* start RECORDS *

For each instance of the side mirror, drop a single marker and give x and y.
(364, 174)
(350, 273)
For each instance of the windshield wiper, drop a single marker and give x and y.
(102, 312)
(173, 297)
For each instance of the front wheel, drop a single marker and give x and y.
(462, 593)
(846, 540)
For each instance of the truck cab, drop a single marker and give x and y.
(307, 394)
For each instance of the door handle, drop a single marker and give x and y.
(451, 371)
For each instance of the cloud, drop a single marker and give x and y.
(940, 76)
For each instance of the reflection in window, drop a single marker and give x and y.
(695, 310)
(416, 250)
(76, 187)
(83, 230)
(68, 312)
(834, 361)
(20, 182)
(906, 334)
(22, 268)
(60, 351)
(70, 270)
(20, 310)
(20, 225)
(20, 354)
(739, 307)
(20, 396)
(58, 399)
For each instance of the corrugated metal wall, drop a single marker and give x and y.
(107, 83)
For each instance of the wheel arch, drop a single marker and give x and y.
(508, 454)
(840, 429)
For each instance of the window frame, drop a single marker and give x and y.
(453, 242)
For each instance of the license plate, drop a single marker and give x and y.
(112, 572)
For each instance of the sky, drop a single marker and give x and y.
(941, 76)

* end RECORDS *
* start RECORDS *

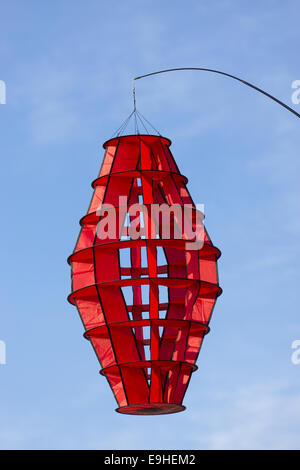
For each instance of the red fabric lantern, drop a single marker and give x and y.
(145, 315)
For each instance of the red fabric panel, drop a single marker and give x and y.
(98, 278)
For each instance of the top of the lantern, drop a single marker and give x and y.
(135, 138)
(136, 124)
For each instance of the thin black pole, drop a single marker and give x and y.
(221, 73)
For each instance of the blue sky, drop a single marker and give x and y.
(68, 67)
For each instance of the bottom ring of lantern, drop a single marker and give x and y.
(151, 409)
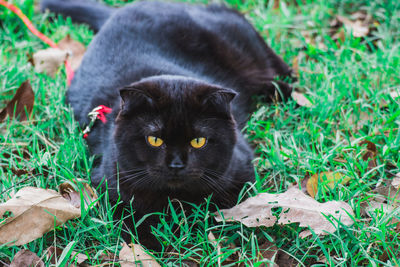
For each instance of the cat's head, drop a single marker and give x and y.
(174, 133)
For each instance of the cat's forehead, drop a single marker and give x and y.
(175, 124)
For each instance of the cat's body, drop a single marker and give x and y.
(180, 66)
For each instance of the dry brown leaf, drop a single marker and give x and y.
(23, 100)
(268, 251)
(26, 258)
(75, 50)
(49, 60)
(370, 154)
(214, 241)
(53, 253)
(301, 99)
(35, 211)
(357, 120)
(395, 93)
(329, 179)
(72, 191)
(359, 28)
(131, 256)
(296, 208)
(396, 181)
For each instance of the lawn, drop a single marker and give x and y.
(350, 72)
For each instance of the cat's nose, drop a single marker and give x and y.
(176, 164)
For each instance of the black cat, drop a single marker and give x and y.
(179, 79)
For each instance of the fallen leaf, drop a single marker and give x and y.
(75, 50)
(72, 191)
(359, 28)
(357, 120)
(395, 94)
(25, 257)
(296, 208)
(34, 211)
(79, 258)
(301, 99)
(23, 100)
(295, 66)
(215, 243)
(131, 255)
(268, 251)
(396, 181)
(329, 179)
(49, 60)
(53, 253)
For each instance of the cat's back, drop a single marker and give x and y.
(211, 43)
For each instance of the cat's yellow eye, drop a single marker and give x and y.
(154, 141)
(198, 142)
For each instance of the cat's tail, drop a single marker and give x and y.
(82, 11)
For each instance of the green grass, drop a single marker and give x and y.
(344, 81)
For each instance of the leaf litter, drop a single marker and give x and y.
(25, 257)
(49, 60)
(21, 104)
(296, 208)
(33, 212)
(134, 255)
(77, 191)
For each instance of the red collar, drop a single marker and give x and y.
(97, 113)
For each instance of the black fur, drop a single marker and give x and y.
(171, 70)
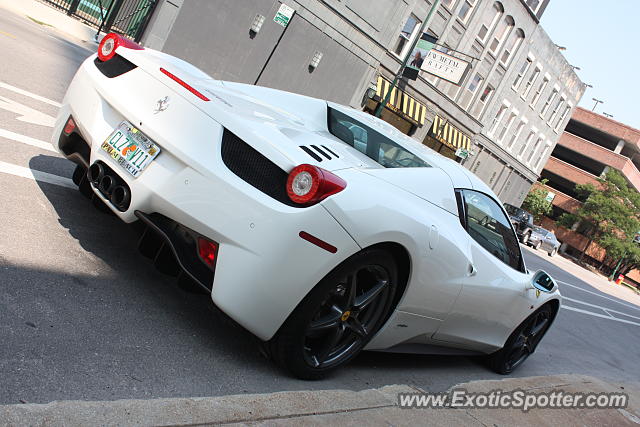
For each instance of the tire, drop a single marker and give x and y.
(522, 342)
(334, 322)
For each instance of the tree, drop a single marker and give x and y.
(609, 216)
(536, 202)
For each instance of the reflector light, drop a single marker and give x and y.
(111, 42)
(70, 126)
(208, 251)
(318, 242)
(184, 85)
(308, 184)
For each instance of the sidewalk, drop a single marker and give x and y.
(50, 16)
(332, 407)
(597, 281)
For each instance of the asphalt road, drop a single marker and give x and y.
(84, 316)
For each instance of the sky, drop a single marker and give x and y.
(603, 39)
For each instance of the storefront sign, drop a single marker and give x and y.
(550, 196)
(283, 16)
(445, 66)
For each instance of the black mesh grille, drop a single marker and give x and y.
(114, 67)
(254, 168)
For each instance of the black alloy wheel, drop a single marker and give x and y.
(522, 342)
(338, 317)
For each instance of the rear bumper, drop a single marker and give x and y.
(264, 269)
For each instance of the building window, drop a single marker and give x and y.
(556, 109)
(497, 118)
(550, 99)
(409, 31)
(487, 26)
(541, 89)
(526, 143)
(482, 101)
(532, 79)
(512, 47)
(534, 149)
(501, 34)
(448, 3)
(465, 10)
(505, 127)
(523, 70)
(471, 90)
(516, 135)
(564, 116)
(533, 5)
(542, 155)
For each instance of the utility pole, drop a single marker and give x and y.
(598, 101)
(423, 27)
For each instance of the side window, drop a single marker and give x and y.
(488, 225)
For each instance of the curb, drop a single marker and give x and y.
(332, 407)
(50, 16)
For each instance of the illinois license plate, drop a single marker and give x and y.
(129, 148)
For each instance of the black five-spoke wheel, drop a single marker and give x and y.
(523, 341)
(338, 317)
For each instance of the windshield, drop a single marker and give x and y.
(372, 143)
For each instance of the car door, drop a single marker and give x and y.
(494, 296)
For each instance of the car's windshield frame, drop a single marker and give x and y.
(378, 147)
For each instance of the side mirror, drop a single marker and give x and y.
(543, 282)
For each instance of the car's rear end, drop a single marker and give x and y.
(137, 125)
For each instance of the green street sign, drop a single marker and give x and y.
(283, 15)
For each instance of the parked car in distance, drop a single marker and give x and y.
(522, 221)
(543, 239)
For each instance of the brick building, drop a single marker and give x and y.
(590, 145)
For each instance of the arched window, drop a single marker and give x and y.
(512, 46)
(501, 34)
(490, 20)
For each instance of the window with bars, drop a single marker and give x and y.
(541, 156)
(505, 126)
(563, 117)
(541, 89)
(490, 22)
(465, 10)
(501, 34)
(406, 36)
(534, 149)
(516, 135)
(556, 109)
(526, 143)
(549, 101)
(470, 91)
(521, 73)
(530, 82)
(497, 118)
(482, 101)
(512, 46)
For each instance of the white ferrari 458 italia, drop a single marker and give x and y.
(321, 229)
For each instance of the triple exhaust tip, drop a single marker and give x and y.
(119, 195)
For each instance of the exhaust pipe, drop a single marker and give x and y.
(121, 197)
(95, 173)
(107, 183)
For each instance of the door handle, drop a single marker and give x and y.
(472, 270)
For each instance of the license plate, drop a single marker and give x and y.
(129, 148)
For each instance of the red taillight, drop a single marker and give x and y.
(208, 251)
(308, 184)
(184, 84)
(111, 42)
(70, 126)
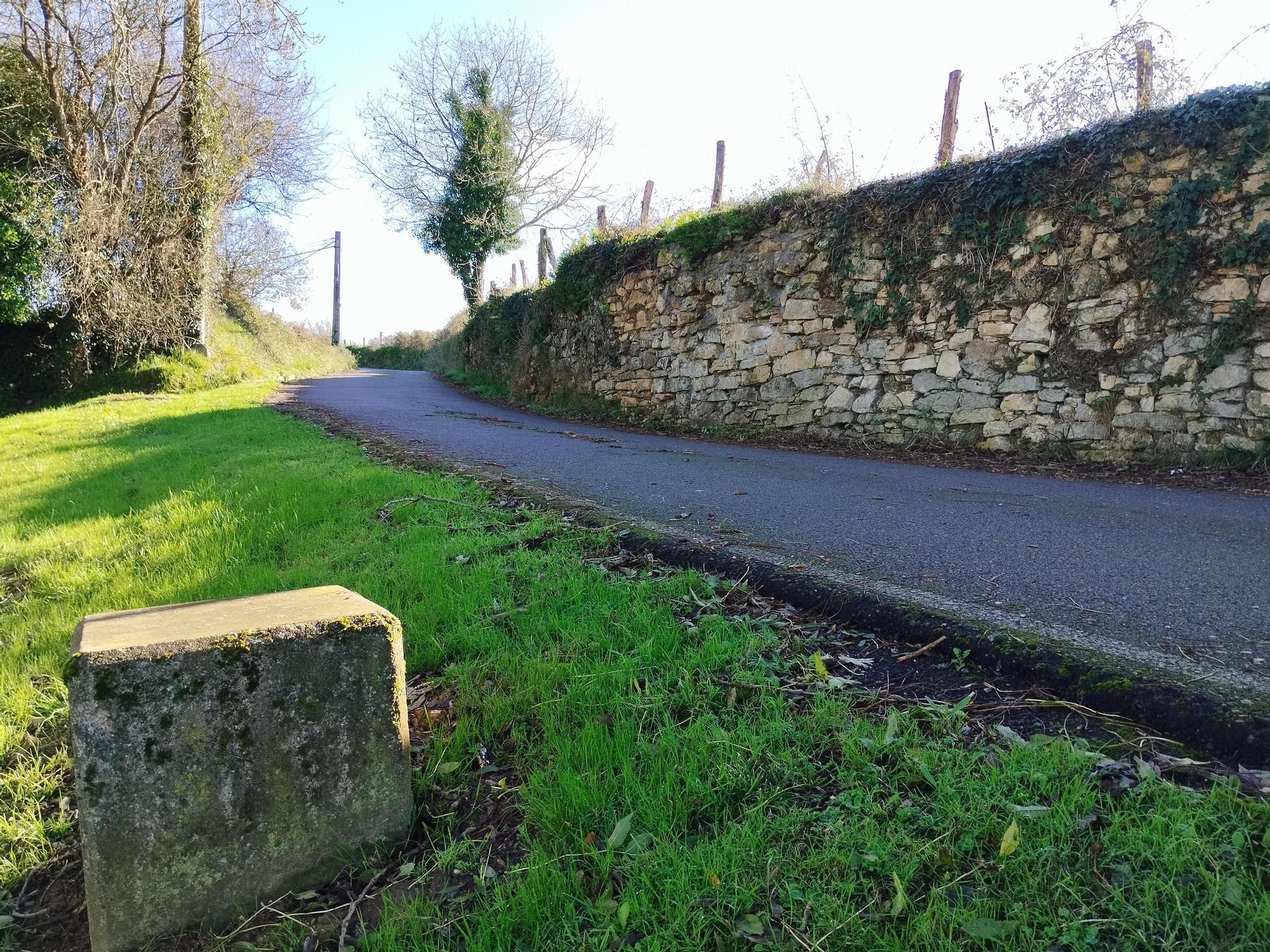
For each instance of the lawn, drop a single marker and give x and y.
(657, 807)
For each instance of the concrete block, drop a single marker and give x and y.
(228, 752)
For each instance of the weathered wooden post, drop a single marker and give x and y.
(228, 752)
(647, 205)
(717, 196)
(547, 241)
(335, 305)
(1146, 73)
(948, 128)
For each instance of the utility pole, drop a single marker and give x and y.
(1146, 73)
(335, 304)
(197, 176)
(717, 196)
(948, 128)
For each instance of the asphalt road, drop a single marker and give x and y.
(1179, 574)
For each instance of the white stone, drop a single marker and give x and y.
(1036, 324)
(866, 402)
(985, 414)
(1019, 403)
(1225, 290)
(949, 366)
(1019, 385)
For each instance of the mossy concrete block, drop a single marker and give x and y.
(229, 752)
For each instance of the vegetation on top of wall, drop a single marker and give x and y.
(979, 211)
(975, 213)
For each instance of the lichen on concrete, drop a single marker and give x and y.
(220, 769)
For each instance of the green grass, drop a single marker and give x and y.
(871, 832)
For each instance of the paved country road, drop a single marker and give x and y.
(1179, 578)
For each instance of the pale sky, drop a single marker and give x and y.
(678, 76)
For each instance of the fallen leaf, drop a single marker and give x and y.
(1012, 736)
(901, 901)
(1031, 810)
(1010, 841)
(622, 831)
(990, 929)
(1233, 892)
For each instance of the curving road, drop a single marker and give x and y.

* end RECORDS *

WHAT YOU WILL DO: Filter the records above, keeping every line that contains the string "exhaust", and copy those lines.

ANSWER TO THIS TASK:
For each instance of the triple exhaust tip, drop a single marker and give x and y.
For each instance of the exhaust pipe, drop a single marker and give x and y.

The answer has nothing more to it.